▶ Extrait à lire:
○ ○ ○ ○

Un grand nombre de Sénégalais ont péri ces dernières semaines en tentant de gagner en pirogue l'archipel espagnol des Canaries, porte d'entrée à l'Europe, au cours d'une nouvelle vague de départs des côtes d'Afrique de l'Ouest.
L'Organisation internationale des migrations (OIM) a fait état de 140 morts au cours d'un seul naufrage au large du Sénégal fin octobre, bilan contesté par le gouvernement sénégalais.
Le sort de ces Sénégalais a suscité un vif émoi dans l'opinion et sur les réseaux sociaux.
"Nous, jeunesse sénégalaise, avons décidé d'organiser une journée de deuil et de prière ce vendredi pour les victimes de l'immigration clandestine", relate une vidéo diffusée sous le hashtag #LeSenegalEnDeuil, "nous allons observer une minute de silence numérique entre 20H00 et 20H10 (locale et GMT) pendant laquelle un seul message sera diffusé sur tous les réseaux sociaux en hommage aux victimes".

○ ○ ○ ○

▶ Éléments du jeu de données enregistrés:
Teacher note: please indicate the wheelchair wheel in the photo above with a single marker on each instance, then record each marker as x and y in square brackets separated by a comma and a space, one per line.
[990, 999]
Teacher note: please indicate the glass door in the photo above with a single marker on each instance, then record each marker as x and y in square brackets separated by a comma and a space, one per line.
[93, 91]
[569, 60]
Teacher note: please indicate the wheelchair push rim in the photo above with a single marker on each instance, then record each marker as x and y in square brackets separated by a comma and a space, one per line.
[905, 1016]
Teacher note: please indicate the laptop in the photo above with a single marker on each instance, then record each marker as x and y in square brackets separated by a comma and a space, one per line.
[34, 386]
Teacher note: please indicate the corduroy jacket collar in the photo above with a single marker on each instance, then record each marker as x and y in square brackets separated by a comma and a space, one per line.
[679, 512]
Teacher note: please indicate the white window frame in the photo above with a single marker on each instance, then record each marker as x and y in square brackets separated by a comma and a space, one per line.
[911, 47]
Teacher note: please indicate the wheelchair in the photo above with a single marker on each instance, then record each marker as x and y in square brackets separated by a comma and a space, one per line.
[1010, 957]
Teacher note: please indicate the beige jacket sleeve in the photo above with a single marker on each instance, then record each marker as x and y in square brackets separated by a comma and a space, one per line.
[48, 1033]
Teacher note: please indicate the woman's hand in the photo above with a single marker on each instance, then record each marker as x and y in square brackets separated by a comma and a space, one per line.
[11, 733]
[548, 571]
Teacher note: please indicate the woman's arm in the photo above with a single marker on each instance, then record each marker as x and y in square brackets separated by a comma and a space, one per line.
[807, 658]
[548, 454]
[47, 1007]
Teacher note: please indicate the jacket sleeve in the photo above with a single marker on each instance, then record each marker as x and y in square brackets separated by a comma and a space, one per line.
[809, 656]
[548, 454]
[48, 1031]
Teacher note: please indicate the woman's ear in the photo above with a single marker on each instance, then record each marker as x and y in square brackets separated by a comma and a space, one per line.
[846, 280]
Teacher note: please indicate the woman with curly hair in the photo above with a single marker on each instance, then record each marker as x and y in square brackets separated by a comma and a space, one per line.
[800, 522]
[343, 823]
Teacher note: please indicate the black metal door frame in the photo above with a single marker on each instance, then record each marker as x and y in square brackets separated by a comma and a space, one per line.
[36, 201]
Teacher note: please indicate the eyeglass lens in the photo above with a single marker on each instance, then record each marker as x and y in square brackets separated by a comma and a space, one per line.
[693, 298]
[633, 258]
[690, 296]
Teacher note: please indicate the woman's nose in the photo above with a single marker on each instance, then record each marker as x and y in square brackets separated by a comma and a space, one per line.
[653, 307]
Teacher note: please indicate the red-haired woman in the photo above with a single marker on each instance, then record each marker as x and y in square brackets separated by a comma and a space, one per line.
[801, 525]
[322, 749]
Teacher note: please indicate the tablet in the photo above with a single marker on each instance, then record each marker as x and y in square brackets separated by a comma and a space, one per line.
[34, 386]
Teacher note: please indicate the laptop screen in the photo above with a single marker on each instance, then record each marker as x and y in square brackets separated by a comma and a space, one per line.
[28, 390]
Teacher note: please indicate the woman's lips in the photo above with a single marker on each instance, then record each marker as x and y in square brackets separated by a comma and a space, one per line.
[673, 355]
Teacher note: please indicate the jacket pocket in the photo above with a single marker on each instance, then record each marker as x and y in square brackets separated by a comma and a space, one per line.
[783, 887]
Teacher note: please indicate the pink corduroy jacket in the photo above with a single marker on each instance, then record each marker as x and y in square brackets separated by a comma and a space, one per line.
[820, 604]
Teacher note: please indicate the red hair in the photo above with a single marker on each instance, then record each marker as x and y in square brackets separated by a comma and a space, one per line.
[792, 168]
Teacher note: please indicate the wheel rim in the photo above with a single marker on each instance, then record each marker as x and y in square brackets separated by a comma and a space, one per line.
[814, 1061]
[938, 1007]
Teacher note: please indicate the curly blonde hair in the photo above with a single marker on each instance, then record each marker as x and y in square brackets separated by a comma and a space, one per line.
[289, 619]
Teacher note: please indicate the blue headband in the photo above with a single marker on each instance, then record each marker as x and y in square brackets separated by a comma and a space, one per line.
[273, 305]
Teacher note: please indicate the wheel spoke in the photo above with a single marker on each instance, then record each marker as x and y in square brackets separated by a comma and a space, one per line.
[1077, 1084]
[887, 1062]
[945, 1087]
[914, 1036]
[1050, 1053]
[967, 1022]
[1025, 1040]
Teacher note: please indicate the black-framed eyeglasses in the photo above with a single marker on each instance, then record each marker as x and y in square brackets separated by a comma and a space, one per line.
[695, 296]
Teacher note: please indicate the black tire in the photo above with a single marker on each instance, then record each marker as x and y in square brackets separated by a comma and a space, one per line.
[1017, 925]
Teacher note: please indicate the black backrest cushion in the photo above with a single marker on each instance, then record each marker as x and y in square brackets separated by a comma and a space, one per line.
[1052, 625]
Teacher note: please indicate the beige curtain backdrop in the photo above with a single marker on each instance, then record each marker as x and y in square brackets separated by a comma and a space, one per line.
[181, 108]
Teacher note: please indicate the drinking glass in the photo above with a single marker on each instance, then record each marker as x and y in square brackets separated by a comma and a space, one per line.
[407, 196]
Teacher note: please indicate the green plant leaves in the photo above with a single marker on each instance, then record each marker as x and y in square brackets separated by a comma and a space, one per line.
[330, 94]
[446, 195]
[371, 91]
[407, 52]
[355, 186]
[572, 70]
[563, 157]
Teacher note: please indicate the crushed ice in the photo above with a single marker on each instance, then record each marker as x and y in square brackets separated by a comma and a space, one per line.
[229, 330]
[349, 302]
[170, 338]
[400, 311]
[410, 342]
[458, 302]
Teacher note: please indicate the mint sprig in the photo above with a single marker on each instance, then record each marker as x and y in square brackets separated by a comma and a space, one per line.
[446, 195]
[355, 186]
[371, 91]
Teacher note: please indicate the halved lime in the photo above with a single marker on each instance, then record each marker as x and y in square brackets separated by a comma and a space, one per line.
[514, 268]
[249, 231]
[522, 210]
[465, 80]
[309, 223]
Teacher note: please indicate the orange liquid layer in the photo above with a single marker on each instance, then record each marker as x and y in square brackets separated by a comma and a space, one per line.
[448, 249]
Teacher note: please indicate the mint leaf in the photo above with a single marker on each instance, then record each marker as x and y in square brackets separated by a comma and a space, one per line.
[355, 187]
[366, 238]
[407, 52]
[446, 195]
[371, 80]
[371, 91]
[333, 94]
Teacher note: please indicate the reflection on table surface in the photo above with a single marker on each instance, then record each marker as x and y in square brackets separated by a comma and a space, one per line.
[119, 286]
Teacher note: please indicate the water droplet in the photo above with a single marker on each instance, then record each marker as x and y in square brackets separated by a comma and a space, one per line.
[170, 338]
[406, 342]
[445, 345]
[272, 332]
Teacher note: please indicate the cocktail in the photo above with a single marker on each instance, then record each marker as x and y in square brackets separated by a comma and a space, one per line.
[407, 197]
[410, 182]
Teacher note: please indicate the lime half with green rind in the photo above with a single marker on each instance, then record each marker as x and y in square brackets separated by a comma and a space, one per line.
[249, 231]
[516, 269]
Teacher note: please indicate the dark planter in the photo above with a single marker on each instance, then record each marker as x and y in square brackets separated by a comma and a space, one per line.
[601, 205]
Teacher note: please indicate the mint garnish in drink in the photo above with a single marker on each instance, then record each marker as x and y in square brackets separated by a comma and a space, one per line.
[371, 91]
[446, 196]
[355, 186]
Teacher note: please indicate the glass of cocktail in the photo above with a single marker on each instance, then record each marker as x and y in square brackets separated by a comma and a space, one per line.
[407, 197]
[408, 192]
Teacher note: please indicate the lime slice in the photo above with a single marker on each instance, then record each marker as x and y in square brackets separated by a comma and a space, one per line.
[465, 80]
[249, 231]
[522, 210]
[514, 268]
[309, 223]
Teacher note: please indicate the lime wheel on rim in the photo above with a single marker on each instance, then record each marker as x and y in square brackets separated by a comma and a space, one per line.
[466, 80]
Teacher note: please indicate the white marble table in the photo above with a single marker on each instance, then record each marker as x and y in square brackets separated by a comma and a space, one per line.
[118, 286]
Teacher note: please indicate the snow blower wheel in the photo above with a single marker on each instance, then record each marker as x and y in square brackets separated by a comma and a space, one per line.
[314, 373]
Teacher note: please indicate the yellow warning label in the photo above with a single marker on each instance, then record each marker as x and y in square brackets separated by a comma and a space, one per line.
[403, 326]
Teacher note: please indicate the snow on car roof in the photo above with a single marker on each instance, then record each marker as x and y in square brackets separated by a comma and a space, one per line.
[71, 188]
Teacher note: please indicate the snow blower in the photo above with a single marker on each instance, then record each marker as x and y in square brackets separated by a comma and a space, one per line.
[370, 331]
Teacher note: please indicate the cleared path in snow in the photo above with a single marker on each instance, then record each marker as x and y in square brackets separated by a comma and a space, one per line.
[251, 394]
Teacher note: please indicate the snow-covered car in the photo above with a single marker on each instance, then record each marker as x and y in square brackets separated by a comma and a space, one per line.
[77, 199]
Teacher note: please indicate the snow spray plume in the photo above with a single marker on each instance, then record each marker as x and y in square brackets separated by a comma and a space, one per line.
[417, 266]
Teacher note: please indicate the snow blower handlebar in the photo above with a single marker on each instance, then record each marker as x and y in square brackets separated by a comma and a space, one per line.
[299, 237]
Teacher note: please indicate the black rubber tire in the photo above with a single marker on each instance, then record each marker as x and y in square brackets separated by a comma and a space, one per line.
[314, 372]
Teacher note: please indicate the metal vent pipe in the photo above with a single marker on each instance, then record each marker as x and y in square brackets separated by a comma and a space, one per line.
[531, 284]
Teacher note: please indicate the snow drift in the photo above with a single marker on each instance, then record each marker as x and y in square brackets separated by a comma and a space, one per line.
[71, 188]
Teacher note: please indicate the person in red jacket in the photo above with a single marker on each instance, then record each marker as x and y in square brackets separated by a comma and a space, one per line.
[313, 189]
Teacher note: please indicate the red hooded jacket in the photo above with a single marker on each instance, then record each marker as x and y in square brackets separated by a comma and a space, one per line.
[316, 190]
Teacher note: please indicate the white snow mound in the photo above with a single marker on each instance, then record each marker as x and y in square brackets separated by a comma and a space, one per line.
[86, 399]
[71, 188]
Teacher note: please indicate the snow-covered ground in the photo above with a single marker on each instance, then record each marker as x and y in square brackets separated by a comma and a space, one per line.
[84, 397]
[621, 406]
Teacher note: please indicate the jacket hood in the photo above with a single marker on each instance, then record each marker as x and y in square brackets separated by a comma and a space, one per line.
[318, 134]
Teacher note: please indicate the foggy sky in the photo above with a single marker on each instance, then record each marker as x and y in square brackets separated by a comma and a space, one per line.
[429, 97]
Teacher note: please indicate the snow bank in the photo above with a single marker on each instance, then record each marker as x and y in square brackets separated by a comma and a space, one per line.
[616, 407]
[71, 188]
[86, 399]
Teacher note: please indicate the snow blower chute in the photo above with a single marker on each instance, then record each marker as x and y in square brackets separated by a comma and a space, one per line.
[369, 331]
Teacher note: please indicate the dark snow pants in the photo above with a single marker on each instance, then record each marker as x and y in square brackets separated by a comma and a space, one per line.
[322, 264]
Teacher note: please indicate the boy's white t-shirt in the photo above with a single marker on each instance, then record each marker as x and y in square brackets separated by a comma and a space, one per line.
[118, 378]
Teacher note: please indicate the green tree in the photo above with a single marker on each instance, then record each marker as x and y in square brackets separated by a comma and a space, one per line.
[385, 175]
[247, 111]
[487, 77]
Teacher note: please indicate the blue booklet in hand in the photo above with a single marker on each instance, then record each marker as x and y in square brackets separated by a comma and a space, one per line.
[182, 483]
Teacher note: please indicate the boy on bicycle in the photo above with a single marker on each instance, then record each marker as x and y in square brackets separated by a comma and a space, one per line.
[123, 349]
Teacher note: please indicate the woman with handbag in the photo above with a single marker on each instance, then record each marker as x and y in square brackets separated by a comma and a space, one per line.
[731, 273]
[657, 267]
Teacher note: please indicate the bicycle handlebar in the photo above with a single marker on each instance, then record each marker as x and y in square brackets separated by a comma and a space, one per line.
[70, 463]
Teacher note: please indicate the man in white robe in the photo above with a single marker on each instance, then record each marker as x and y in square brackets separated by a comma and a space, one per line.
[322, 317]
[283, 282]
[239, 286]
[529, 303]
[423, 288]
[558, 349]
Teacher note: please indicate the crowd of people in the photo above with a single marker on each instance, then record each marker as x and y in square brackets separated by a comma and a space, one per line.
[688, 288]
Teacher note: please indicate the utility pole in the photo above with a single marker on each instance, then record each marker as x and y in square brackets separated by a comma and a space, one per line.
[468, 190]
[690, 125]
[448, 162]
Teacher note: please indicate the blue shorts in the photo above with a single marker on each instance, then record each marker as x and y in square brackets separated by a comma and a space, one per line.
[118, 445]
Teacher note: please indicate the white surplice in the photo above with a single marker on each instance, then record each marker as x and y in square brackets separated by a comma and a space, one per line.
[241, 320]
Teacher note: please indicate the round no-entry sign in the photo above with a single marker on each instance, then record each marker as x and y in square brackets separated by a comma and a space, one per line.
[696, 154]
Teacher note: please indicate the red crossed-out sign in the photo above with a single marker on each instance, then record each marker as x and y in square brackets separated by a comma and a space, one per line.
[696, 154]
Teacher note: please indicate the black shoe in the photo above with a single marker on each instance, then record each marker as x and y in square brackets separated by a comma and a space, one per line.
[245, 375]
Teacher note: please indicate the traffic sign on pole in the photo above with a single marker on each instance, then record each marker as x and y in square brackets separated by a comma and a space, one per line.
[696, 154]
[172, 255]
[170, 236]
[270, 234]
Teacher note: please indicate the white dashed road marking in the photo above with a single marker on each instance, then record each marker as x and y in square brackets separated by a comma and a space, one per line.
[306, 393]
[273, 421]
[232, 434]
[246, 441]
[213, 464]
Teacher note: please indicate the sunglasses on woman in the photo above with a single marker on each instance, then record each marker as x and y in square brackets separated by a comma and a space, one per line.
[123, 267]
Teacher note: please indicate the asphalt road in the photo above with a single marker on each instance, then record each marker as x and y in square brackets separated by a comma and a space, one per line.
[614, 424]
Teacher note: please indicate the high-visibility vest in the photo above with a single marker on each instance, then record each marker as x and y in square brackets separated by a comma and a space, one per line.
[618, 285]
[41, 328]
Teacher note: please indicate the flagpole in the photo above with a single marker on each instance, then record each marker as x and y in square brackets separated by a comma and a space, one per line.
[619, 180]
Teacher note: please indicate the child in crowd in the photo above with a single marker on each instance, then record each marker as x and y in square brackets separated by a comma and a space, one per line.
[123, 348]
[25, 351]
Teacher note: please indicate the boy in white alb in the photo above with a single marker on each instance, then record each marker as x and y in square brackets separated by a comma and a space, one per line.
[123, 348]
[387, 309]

○ ○ ○ ○

▶ Consigne: Poursuivez l'extrait sur les Sénégalais morts en mer en essayant de rejoindre les Canaries, à partir de sa dernière phrase.

▶ Réponse attendue:
Les Sénégalais étaient invités à publier une photo d'eux sur les réseaux sociaux habillés en noir ou en blanc avec le hashtag #LeSenegalEnDeuil.
Une idée de Pape Demba Dione
Pape Demba Dione en est l’initiateur. "J’avais juste fait un tweet où je soulignais que j’étais attristé par la situation des migrants qui ont perdu la vie en mer. Après, le silence radio de l’État aussi m’a beaucoup dérangé et ça m’a aussi interpellé", explique-t-il. Suite à cela, Papa Demba se lance: "je me suis dit pourquoi pas faire bouger les choses en essayant de lancer un hashtag qui pourra éventuellement rendre hommage aux victimes" de l’émigration clandestine.
Papa Demba lance ainsi un hashtag dénommé #LeSenegalendeuil. Il est rapidement partagé des milliers de fois et devient le top des tendances sur la twittosphère sénégalaise. Galvanisé par cet engouement et soutenu par d’autres activistes, Papa Demba concrétise son initiative avec un programme devenu viral sur la toile.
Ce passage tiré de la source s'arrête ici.